# Dataset rows start

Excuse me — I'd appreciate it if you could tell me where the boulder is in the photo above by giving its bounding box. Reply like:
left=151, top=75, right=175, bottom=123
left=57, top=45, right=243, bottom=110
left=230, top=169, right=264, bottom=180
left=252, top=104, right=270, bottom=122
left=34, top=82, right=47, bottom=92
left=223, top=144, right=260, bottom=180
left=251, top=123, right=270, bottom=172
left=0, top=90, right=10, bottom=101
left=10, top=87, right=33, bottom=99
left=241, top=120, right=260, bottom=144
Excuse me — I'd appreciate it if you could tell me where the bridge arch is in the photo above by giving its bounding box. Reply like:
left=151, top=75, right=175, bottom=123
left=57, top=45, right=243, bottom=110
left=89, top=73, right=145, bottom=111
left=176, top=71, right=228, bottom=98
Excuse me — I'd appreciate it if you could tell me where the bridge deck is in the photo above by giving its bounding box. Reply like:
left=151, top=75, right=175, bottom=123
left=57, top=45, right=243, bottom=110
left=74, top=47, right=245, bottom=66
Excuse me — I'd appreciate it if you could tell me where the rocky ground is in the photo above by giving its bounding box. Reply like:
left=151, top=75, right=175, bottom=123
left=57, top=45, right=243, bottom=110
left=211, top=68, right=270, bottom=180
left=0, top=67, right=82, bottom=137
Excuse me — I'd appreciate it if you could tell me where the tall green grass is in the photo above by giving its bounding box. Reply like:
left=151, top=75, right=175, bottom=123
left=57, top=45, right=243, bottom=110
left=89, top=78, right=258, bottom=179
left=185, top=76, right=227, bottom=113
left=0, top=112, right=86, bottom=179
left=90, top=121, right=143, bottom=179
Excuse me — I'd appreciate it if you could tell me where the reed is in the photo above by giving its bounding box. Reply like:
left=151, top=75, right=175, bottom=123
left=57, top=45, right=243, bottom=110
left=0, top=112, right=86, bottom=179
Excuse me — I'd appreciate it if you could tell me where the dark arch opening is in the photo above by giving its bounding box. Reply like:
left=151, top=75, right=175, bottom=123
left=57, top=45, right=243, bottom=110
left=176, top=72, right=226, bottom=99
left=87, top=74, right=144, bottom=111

# Dataset rows end

The request
Copy all of the items above, replacing "Excuse me" with "Pardon me" wherever it occurs and leaving all other text unchanged.

The completed task
Pardon me — I'd appreciate it if you could tell me where the boulder is in the photo above by giving its bounding box. Reply like:
left=151, top=75, right=175, bottom=123
left=57, top=45, right=243, bottom=110
left=230, top=169, right=264, bottom=180
left=252, top=104, right=270, bottom=122
left=34, top=82, right=47, bottom=92
left=223, top=144, right=260, bottom=180
left=251, top=123, right=270, bottom=172
left=0, top=90, right=10, bottom=101
left=10, top=87, right=33, bottom=99
left=241, top=120, right=260, bottom=144
Pardon me — I'd appreciate it if you could tell me where the bridge arch is in the photo above by giving its bounding box. Reply like:
left=151, top=75, right=175, bottom=123
left=57, top=45, right=243, bottom=110
left=89, top=73, right=145, bottom=111
left=176, top=71, right=228, bottom=98
Pardon me — I'd appreciate it if you could tell me where the bridge deck is in the photo above by giving its bounding box. Reply like:
left=151, top=75, right=175, bottom=123
left=57, top=45, right=243, bottom=110
left=74, top=47, right=245, bottom=66
Pardon me — I'd appreciate it if you could tell me where the rocky ground is in the photo above by giving its bounding box. Reply like:
left=151, top=75, right=175, bottom=123
left=57, top=45, right=243, bottom=110
left=211, top=68, right=270, bottom=180
left=0, top=67, right=82, bottom=137
Pardon me — I'd appreciate it if you could tell me where the tall green grass is in the photo above by giving its bounding box. Reply like:
left=151, top=75, right=175, bottom=123
left=57, top=45, right=243, bottom=110
left=89, top=78, right=258, bottom=179
left=185, top=76, right=227, bottom=113
left=0, top=112, right=86, bottom=179
left=90, top=121, right=143, bottom=179
Pardon me — I'd appreciate it if you could tell me where the reed is in the photo above by giving its bounding box. Reply like:
left=151, top=75, right=175, bottom=123
left=57, top=45, right=243, bottom=110
left=0, top=112, right=86, bottom=179
Pardon me — I'd appreciate it if you could tell me where the dark arch opening is in the photo above by giving its bounding box. Reply like:
left=151, top=75, right=175, bottom=123
left=57, top=45, right=243, bottom=110
left=176, top=72, right=226, bottom=99
left=87, top=74, right=144, bottom=111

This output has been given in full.